### GIVEN PROBLEM
Please pull out each line in the entries below that contains the word "yellow". Matching is case-sensitive.

Object detection data:
━━━
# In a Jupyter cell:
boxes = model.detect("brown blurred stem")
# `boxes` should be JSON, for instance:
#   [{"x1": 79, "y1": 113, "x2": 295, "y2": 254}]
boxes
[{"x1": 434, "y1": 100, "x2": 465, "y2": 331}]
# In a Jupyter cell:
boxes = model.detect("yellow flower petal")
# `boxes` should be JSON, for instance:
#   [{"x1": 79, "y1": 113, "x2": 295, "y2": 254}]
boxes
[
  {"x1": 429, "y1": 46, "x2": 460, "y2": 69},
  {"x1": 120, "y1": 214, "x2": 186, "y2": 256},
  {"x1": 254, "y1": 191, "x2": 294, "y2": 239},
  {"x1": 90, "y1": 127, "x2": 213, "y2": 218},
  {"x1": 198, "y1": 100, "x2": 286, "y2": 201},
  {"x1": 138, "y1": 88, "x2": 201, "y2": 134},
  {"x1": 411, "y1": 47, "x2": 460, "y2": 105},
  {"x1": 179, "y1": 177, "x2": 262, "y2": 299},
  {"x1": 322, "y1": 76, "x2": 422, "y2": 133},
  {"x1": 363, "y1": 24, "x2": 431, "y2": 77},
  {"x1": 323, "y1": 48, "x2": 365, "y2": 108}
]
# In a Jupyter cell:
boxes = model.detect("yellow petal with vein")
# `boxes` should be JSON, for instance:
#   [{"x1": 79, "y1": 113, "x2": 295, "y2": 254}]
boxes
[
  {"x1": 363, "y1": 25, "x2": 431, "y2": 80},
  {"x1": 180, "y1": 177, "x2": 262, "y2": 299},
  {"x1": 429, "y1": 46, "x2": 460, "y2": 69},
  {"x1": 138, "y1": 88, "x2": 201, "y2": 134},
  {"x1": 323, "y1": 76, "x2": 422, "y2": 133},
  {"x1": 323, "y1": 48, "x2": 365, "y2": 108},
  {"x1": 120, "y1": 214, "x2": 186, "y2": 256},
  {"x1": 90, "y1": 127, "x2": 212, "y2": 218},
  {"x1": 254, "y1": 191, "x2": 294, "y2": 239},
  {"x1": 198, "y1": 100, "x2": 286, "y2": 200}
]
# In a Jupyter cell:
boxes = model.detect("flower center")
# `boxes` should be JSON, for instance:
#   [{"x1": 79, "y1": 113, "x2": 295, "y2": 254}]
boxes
━━━
### TASK SOLUTION
boxes = model.detect("yellow flower petal")
boxes = model.detect("yellow petal with vein")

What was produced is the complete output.